**SOURCE**
-- Begin --

Is it not time to think about a body of writing which will render a genocide, like the one which took place in Rwanda in 1994, impossible? In the political sphere, and it is another matter entirely, I read newspapers during the time of the Ivoirian crisis, and Rwanda would constantly reappear as a warning, not to mention in Congo, and even in my native Cameroon, where ‘Rwanda’ recalls what happened in Bamileke country from 1956 to 1970. And let us therefore also mention Kenya, with what has just happened there, because, in every newspaper I have read, the reference to Rwanda was made. A friend sent me an article which indicated that in Zimbabwe, Rwandan refugees are still engaging in violence, this after Mugabe’s bloody and stolen victory, hunting those who voted for the MDC in an endless cycle of retribution, at times cutting out the tongues of their victims.

-- End --

**MATERIALS PROVIDED**
-- Begin --

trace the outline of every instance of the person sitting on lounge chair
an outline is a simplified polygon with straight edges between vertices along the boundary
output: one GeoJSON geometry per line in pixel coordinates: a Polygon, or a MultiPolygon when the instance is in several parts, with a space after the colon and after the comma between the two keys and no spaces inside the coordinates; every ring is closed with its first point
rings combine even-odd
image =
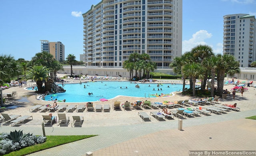
{"type": "Polygon", "coordinates": [[[228,106],[229,107],[236,107],[236,105],[237,104],[236,104],[236,103],[235,103],[234,104],[224,104],[224,105],[225,106],[228,106]]]}
{"type": "Polygon", "coordinates": [[[49,108],[55,108],[57,106],[57,102],[55,101],[53,103],[53,104],[52,106],[49,107],[49,108]]]}
{"type": "Polygon", "coordinates": [[[168,115],[171,115],[171,112],[168,112],[168,110],[167,110],[167,108],[164,107],[164,108],[163,108],[163,110],[162,111],[162,112],[164,113],[164,114],[168,114],[168,115]]]}

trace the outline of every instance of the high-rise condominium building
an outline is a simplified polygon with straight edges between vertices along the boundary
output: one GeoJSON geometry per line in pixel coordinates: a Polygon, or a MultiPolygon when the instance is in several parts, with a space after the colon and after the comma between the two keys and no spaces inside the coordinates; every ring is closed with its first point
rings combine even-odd
{"type": "Polygon", "coordinates": [[[131,54],[158,68],[182,55],[182,0],[103,0],[83,14],[87,66],[122,68],[131,54]]]}
{"type": "Polygon", "coordinates": [[[47,40],[40,40],[41,52],[47,52],[53,55],[56,60],[65,60],[65,46],[60,42],[49,42],[47,40]]]}
{"type": "Polygon", "coordinates": [[[223,16],[223,54],[233,55],[241,67],[256,60],[255,16],[234,14],[223,16]]]}

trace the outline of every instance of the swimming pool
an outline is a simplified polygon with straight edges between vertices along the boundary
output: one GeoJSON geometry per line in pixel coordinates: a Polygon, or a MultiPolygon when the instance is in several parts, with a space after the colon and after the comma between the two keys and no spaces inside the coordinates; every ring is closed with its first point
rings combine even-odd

-- End --

**WHAT THIS EXERCISE ASKS**
a: Turn the rows, starting at the line that contains "trace the outline of every instance of the swimming" and ending at the last of the rows, into a Markdown table with the columns Nr and Line, leaving out any blank lines.
b: Go on with the passage about writing in the wake of the Rwandan genocide, picking up after its final sentence.
The passage about Rwanda and the rows are unrelated and should be handled independently.

**RESPONSES BY TASK**
a:
| Nr | Line |
|---|---|
| 1 | trace the outline of every instance of the swimming pool |
| 2 | an outline is a simplified polygon with straight edges between vertices along the boundary |
| 3 | output: one GeoJSON geometry per line in pixel coordinates: a Polygon, or a MultiPolygon when the instance is in several parts, with a space after the colon and after the comma between the two keys and no spaces inside the coordinates; every ring is closed with its first point |
| 4 | rings combine even-odd |

b:
We have just read that the major genocide which took place in Congo has finally delivered one of its organizers, Jean-Pierre Bemba, into the hands of the international criminal tribunal; that an international arrest warrant has finally put an end to the arrogance of Omar El Béchir, who, as we all know, pulls the strings of the genocide in Darfur. Almost every month I go to The Hague where Charles Taylor answers for the criminal acts he committed in Sierra Leone, as well as in Liberia. There, Burkina Faso’s Blaise Compaoré is accused of, in effect, systematic complicity with crimes against humanity. At The Hague, the case of the Central African Republic is also open. Has Ange Patassé finally answered for his barbaric actions? Nevertheless, one question remains: ‘Who is the next one?’ Every one of us knows what will happen. Or maybe we are feigning ignorance?  It is more than evident that the wave of arrests of our countries’ strongmen strikes fear in the hearts of their colleagues: in Cameroon, for example, Paul Biya has just changed the country’s constitution; in a single article he includes that he cannot be prosecuted by any international court for acts committed during the 25 years of his rule. But would he really have had this right, were our texts inscribed in life, the texts which he has so trampled, as he did again this past February? Does he mistake the era he is living in? I believe so. Rwanda that has settled a new sense of urgency over the whole of the African continent has left us with a very simple question haunting us, ‘What is a text?’ I don’t know if we, women and men assembled here, have yet found a response to this question that is anything other than obvious.
 
Kigali
July 25, 2008

 

Translated by Cullen Goldblatt.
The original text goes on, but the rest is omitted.